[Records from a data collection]
++++++++++++++++++++
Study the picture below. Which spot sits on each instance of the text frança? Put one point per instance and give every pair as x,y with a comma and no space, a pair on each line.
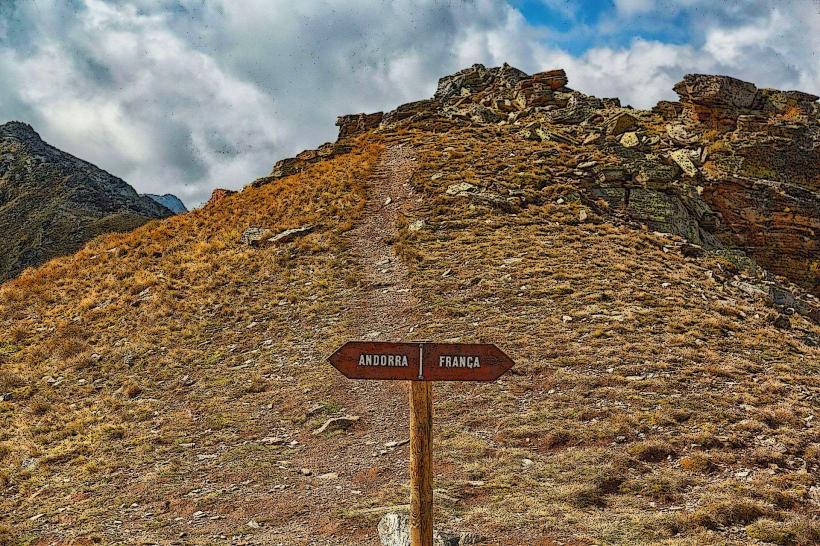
444,361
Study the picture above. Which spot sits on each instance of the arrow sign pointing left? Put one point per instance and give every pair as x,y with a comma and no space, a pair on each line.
421,361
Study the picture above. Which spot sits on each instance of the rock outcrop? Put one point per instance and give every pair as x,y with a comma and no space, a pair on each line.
51,202
356,124
728,166
218,195
169,201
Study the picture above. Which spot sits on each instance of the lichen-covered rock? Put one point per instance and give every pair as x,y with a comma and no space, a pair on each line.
476,78
777,223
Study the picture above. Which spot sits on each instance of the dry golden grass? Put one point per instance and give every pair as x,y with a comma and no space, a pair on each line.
649,404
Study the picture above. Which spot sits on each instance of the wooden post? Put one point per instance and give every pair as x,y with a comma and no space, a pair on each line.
421,464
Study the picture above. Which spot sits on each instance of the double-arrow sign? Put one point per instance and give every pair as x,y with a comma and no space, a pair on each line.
421,363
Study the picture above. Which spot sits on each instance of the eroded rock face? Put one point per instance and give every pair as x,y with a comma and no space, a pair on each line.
776,223
218,195
356,124
728,166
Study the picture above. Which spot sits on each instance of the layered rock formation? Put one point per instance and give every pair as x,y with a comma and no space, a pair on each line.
169,201
728,166
51,202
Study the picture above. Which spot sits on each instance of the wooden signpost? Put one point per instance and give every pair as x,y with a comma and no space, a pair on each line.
420,363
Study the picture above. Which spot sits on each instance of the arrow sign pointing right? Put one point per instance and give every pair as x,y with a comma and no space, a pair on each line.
421,361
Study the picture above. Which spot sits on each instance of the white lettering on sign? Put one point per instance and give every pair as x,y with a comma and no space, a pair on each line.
445,361
383,360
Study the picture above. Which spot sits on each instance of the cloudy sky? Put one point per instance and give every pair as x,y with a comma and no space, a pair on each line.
183,96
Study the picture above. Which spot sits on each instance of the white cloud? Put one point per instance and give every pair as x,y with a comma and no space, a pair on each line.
187,95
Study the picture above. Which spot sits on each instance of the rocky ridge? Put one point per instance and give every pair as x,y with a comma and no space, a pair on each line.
169,201
51,202
730,167
169,384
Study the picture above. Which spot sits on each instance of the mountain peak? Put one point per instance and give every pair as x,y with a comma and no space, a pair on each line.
19,130
52,202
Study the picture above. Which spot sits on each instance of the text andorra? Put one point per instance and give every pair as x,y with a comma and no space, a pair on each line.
383,360
400,361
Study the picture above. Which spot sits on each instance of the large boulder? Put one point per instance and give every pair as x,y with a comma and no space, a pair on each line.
716,101
476,78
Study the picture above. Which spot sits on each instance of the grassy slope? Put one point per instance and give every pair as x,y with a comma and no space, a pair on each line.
174,343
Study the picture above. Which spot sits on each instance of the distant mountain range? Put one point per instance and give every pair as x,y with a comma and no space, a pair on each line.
169,201
51,202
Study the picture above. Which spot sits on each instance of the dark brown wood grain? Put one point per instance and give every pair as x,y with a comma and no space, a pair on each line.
440,361
421,464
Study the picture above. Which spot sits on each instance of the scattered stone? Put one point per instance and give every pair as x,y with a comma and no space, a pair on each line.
337,423
254,236
691,251
681,157
461,187
629,139
218,195
290,234
417,225
394,530
620,123
782,322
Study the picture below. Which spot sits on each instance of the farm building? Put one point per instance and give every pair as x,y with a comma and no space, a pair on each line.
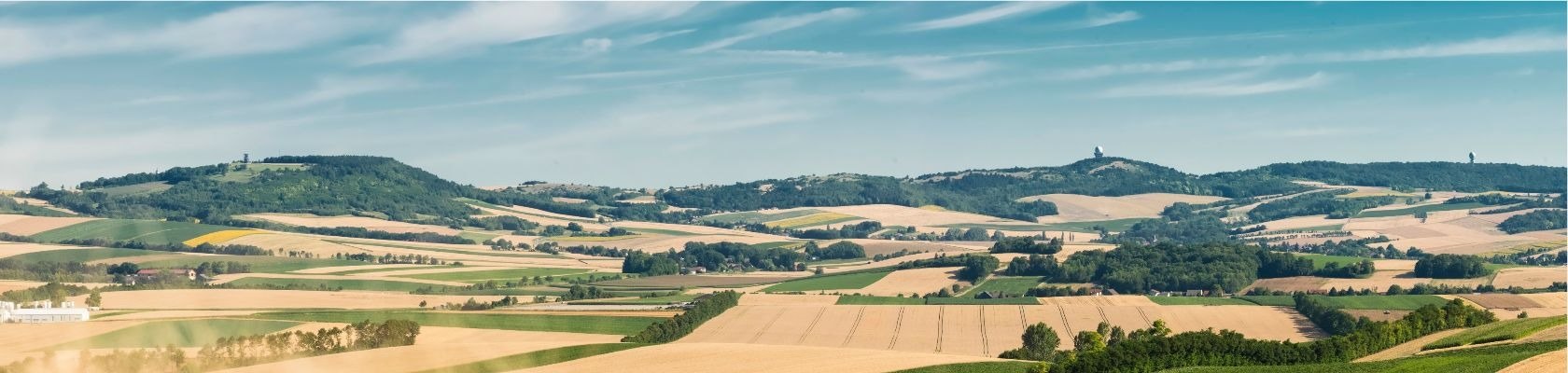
41,312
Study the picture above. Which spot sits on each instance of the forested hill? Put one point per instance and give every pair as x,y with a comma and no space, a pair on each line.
993,191
1448,176
317,184
988,191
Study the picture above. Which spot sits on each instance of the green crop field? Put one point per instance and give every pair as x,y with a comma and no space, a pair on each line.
867,299
1319,260
1413,211
345,284
135,188
179,333
80,255
147,230
756,216
975,367
539,324
1009,285
1484,359
830,283
499,274
1200,301
1357,301
535,358
259,264
656,299
442,250
1505,329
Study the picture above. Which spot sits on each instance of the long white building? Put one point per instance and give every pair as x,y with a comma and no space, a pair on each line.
41,312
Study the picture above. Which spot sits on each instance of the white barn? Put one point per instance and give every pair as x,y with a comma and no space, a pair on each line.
41,312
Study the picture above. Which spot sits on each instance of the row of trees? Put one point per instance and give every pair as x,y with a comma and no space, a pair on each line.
1155,348
678,326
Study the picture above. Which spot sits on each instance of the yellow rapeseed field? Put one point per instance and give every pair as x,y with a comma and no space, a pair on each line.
221,235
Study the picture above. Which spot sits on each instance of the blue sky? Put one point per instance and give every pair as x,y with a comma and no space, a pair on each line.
659,94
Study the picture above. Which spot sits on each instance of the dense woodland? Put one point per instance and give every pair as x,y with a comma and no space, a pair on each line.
1155,348
1538,220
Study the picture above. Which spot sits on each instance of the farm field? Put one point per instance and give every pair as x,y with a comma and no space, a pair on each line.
1504,329
756,358
1078,207
675,281
830,283
973,329
25,225
249,299
1464,361
177,333
493,320
161,232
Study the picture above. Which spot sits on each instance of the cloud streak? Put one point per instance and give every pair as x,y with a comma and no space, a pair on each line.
770,25
1222,87
985,16
1509,44
488,24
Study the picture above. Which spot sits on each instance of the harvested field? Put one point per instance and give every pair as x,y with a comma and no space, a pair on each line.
27,225
695,281
758,359
911,281
292,242
9,250
1101,299
343,269
1501,301
417,358
237,298
221,237
350,221
1293,284
788,299
1408,348
1548,363
901,215
1078,207
975,329
1529,276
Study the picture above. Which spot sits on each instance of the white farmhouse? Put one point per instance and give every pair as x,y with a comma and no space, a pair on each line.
41,312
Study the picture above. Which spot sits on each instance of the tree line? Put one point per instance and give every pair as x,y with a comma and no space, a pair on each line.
678,326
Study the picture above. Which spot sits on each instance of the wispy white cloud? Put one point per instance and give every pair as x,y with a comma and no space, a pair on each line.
620,74
1222,87
338,88
929,68
1104,20
244,30
1510,44
647,38
772,25
984,16
486,24
597,44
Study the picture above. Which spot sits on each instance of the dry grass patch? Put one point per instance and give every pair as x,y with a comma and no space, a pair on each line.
756,359
1078,207
1529,276
237,298
911,281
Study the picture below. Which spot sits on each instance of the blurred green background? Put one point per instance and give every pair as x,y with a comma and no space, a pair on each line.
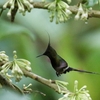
78,43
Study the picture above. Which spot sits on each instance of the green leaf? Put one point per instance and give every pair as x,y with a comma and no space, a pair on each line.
92,2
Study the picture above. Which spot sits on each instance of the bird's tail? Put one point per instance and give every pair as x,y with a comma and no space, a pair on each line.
83,71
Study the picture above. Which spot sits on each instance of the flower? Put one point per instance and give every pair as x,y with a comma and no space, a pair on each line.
21,5
3,58
79,94
82,14
60,10
16,66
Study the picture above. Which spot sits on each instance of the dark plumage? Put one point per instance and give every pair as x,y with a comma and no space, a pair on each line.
58,63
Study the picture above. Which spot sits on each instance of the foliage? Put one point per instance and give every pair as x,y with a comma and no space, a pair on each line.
79,46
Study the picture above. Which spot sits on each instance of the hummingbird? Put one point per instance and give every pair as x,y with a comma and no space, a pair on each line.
58,63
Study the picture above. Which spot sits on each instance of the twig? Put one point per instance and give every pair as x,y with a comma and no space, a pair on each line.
73,9
8,84
50,83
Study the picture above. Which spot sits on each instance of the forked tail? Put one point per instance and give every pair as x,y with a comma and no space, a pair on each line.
83,71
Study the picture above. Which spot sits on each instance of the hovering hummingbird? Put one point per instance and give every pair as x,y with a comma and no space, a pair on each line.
58,63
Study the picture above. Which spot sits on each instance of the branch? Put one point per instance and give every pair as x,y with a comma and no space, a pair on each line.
++++++++++++++++++++
▶ Exercise instructions
Pictures aside, retype the entries above exactly as they are.

▶ Response below
Study the picture below. Which spot sits on each instance of the text frança? Put one point per instance and give every pair as x,y with a comma and no space, a pair on each line.
444,361
Study the picture above. Which spot sits on each instance of the arrow sign pointing left? Put one point per instance and give every pair as x,y with a comma and no space, a pair on each line.
421,361
Study the picture above. Which spot sits on each instance of the rock outcrop? Put one point per instance and give every pair as x,y with a comma and no space, a pair on each line.
51,202
356,124
728,166
218,195
169,201
Study the picture above. Which spot sits on each instance of the lichen-covered rock? Put one point per instance and give every pair as x,y with a comma and no space, a pair on each line.
476,78
777,223
Study the picture above. Which spot sits on each instance of the dry golden grass? Put one point per instance and give every pair as x,y with a comma and no space, a pair on each line.
649,404
Study the picture above. Which spot sits on each instance of the wooden post? Put one point per instance and give every pair as x,y with a comma and no space, a pair on each line.
421,464
Study the picture above. Which spot sits on each instance of the double-arrow sign? Put one point per instance and give every pair as x,y with a comma and no space, a pair on each line.
421,363
Study the picture above. Which spot sits on each instance of the eroded rock face? Put one point per instance and give every pair as x,y with a comma and no space, a pair on each line.
776,223
218,195
356,124
728,166
Study the picture above. Which spot sits on each instance of the layered rock formation? Put one point per instance and give every pair as x,y with a comma and no space, a pair on each line.
169,201
728,166
51,202
Study the picture above. Which spot sits on each instance of the wooden signpost? Put one point per instance and give every pair as x,y with a comma and no space, a pair on each line.
420,363
Study the picture above. Which spot sits on each instance of the arrow sign pointing right? Put one point per instance and give every pair as x,y with a comma and no space, a pair on each line.
421,361
Study the picture above. Which spot sits on each instance of the white lettering on sign? Put one point per instance and give every pair as x,y with a comma and no space, a pair on each line.
445,361
383,360
Study the picture above. Which spot sits on each instance of the cloudy sky? Put one point per instance and give every pair as x,y with a comma and no space, a pair on each line.
183,96
Study the picture above. Which spot sits on each instance of the white cloud? Put one point per instance and give every pair as x,y with a comma and no space, a pair on each line.
187,95
Study the picture above. Which spot sits on each instance of the rocky ridge? Put one point per instance and give every pair as x,y with a comma and no space, a pair on each line.
169,201
51,202
730,167
169,384
Study the picture above. Which spot sits on each instance of the mountain peak? Put one point per instance and give every pair as x,y with a comma and no space, a pair on each line.
19,130
52,202
Study the picture above. Which spot sits on each instance of the text andorra? Put one point per instance and give every pair as x,y with a comma and no space, a pair on each line.
383,360
400,361
Study the picture above. Which spot sits on each instance of the large boulder? Put one point per instance and give every pair as x,y with a comma and no space, a pair on each line.
716,101
476,78
Study the picture above. Which spot sits on each instance of the grassy slope? Put one point per instance and give every pair as x,y with a comma and no space, a pair on each line.
174,343
Study the picture above. Which spot sits on each instance of the distant mountain range? Put one point per instance and give every pair as x,y with a comma and no space, a pair on each line.
169,201
51,202
Study the picture above. Which spot sits on each instance of the dark brown wood grain? Put one point per instance and give every pair as x,y with a comma and no space, a pair on each line.
440,361
421,464
Study the picture above. Which spot sits on each instance of the scattered stone? Put one point per instance and give every pair as x,y with a comma and no space, a pair on each line.
337,423
254,236
691,251
681,157
461,187
629,139
218,195
290,234
417,225
394,530
620,123
782,322
Study the picture below. Which spot sits on each instance of the farm building? Put one point per instance and give every pair as x,y with a comma and no space, a pair on each line.
41,312
Study the picture above. Which spot sits on each instance of the forested hill? Put one point per instance and give every pair as x,y with a comma and no space, a pair on each line.
993,191
1448,176
317,184
988,191
Study the picture above. Which spot sits on each instance of the green crop field? Put one point per instance and give every pair as x,y with a comma and no space, a pair on each line.
867,299
1319,260
1413,211
345,284
135,188
179,333
80,255
147,230
756,216
975,367
539,324
1009,285
1484,359
830,283
499,274
1200,301
1357,301
535,358
259,264
656,299
442,250
1505,329
Study the picture above. Which spot sits on each instance of the long white building? Put one point per instance and give every pair as x,y with a comma and no space, a pair on each line.
41,312
Study the picture above. Which spot sits on each instance of the white barn? Put one point per instance and give every pair as x,y with a comma and no space, a pair on each line.
41,312
Study the picture above. Which spot sits on each instance of the row of trees? Put one point per instance and give every pair as x,y with a comma and no space, a pair on each line.
1155,348
678,326
Study the picture above. Which spot sits on each instance of the yellow rapeseed field? Put one point per instance and give every pair as x,y with a comma and no space, a pair on each line.
221,235
Study the picture above. Which spot sits on each instance of the blue sky? Put one point per instance and give every pair as x,y with a comma and no space, a pair on each line.
659,94
Study the picture above. Which spot sits on each instance of the dense woodland? Put one point per instance and give every pair as x,y with a comma and no space, a pair on each line.
1155,348
1538,220
Study the picture above. Which spot sits on each instance of the farm field? Put one point per instance and give every pair as x,y with a comma and no space, a pair on each line.
1504,329
756,358
1078,207
675,281
830,283
973,329
25,225
249,299
1464,361
177,333
493,320
161,232
Study the picture above. Which spot sits on each instance of the cloud streak? Put one point per instance and give every pair as x,y with a comma and no space, a pair on each line.
770,25
1222,87
985,16
1509,44
488,24
Study the picture above. Which spot sits on each instance of the harvested field? Put one point per instance and give every pair as x,y with a comma and no space, a pair on each line.
27,225
695,281
758,359
911,281
292,242
9,250
1101,299
343,269
1501,301
417,358
237,298
221,237
350,221
1293,284
788,299
1408,348
1548,363
901,215
1078,207
975,329
1529,276
Study the picture above. Which spot sits on each instance of the white farmhouse? Put one point per instance and give every pair as x,y with a comma and no space, a pair on each line.
41,312
Study the picture above. Which spot sits on each instance of the tree line? Put one point per instance and give every pair as x,y with a comma and no space, a pair on each line.
678,326
Study the picture above. Which spot sits on each instance of the wispy white cloud? Put one point per instance and give every pair as x,y with a comma and no space, a pair on each line.
620,74
1222,87
338,88
929,68
1104,20
244,30
1510,44
647,38
772,25
984,16
486,24
597,44
Study the picture above. Which spot sits on each instance of the dry grass patch? Put one point per instance and give every pair as x,y with a comma and no space, a pair on each line.
756,359
1078,207
1529,276
237,298
911,281
Study the picture below. Which spot sits on each instance of the blurred green background? Put one point per instance and give every pair as x,y with a comma and no space, a pair on each line.
78,43
Study the picture above. Which spot sits on each instance of the green leaf? Put one point per instance and give every pair as x,y with a comma and no space, a pair on each line.
92,2
Study the picture above. Which spot sits on each instance of the bird's tail? Put one point per instance and give every pair as x,y with a comma and no space, a pair on each line.
83,71
Study the picture above. Which spot sits on each instance of the flower? Put one point per instance and give every pair as x,y with a comma and no space, a pair on each line.
21,5
3,58
79,94
82,14
60,10
16,66
Study the picture above. Which spot sits on each instance of the dark plumage? Put one point per instance and give every pair as x,y with a comma and no space, a pair on each line.
58,63
Study the picture above. Which spot sits on each instance of the foliage? Put one point per instance and give every pair as x,y with a comma and no space, a pair on each line.
79,46
Study the picture above. Which spot sits on each instance of the hummingbird? Put one point per instance and give every pair as x,y with a comma and no space, a pair on each line.
58,63
Study the picture above. Which spot sits on each instance of the twig? Put one point per instance and give every pair as x,y with a comma and no space, a pair on each line.
73,9
8,84
50,83
Study the picture above. Which spot sits on each instance of the forked tail? Put one point per instance and give every pair as x,y with a comma and no space, a pair on each line.
83,71
Study the picture above. Which spot sits on each instance of the hovering hummingbird? Put one point per instance and give every pair as x,y with a comma and no space, a pair on each line.
58,63
Study the picture above. Which spot sits on each instance of the branch? Put one point per instance and give every pair as x,y with a comma and no space, a pair on each line.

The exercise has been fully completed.